Stored entries:

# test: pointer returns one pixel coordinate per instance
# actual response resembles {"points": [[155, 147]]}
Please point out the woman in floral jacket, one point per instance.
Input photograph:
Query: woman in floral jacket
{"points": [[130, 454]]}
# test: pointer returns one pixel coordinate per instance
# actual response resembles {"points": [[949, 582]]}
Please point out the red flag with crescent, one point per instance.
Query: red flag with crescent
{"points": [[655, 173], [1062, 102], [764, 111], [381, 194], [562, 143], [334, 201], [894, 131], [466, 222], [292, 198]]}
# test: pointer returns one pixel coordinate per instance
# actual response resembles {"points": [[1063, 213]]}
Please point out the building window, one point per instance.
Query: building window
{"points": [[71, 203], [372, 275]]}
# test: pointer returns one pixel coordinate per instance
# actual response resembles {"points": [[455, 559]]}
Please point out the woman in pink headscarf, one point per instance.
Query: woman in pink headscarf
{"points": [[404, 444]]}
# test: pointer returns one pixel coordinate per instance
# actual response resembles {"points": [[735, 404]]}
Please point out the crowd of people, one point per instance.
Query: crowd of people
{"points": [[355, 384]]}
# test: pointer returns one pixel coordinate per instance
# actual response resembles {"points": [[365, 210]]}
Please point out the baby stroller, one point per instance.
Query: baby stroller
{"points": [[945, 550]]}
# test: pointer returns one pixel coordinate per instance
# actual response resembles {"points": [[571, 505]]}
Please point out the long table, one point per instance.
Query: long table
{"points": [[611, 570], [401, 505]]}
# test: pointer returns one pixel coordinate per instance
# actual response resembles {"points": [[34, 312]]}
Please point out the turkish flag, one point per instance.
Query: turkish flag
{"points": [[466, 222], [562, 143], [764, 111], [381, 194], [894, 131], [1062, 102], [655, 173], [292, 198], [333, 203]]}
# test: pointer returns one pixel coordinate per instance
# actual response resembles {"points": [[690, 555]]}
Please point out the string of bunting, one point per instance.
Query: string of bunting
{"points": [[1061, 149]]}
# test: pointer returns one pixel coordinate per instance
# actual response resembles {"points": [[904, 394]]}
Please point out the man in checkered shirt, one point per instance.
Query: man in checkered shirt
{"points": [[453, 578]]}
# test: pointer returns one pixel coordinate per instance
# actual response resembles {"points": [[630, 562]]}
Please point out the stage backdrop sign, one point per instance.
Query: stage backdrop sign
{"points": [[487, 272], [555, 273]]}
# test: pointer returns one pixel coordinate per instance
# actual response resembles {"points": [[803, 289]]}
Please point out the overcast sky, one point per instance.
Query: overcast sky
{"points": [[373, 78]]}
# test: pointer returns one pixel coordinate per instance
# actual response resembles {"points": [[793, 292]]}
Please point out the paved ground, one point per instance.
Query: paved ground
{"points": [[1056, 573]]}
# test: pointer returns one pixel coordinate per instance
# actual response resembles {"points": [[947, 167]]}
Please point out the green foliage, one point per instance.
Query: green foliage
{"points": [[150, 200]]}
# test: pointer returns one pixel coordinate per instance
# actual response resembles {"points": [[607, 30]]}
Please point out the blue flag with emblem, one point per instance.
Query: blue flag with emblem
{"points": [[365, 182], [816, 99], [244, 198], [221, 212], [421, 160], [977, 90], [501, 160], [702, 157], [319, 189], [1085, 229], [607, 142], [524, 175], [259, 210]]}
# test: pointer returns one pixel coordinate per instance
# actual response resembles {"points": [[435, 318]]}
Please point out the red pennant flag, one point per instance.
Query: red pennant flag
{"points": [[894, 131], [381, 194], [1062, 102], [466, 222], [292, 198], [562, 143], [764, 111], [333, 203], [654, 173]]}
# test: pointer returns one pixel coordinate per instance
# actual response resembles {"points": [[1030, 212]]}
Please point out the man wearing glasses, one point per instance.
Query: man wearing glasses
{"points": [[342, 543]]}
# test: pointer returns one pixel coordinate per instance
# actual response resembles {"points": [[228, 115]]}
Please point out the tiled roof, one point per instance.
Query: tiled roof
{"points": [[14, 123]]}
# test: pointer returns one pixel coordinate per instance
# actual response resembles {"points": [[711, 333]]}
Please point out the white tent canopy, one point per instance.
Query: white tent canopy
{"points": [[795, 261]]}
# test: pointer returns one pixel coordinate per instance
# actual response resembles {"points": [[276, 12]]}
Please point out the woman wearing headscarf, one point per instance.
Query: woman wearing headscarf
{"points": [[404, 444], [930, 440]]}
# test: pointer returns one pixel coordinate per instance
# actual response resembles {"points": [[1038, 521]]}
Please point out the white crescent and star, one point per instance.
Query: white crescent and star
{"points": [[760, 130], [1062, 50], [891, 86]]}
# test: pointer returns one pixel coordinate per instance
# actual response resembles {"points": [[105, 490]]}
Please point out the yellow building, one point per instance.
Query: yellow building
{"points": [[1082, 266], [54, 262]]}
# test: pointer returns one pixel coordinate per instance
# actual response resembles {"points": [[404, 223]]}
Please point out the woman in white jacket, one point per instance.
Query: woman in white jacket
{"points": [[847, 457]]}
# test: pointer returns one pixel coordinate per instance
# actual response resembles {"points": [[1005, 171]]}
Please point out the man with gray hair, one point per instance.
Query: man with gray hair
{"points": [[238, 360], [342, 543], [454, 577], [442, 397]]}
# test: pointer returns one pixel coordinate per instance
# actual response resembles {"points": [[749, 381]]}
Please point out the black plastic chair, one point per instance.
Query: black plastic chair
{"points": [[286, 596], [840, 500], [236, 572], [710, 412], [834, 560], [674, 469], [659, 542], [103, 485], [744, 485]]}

SHORT EXERCISE →
Copy out every line that contains the word "tiled".

RESPONSE TO THIS EXERCISE →
Please point out the tiled roof, one point per instance.
Query: tiled roof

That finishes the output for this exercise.